| The problem |
Can you gather every line of the data below that contains the string "light", treating uppercase and lowercase as different?

| Records from a collection |
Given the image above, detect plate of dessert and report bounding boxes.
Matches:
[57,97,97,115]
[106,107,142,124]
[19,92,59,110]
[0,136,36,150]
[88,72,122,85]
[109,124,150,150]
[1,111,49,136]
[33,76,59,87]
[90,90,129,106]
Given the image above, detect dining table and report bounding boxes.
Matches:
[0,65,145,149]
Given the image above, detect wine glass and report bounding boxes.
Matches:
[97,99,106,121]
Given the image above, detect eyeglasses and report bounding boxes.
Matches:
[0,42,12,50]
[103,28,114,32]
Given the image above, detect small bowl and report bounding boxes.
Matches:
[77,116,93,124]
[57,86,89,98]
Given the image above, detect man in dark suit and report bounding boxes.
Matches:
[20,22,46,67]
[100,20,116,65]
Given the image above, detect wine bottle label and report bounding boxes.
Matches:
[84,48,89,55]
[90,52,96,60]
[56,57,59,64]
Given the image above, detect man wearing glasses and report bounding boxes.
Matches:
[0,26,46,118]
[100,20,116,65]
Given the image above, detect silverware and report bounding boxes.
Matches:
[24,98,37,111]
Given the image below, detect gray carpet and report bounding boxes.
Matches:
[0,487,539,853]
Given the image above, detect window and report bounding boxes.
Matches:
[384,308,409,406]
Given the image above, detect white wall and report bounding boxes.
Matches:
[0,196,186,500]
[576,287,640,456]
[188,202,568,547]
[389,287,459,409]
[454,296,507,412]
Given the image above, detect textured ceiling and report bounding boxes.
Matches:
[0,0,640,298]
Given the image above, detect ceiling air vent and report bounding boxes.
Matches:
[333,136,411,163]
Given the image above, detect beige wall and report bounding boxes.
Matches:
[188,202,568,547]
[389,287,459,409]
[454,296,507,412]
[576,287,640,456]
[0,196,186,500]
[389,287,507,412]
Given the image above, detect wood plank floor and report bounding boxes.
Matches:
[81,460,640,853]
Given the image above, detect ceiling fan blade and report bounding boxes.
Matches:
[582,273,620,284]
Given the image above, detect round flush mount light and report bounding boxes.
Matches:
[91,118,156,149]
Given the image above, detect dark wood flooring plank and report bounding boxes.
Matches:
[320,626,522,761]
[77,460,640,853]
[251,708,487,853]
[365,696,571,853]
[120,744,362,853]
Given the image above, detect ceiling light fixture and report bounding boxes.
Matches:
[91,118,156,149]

| Result below |
Given the image above, detect round flush mount light and report bounding boxes.
Given the image above, detect ceiling light fixture and report bounding boxes.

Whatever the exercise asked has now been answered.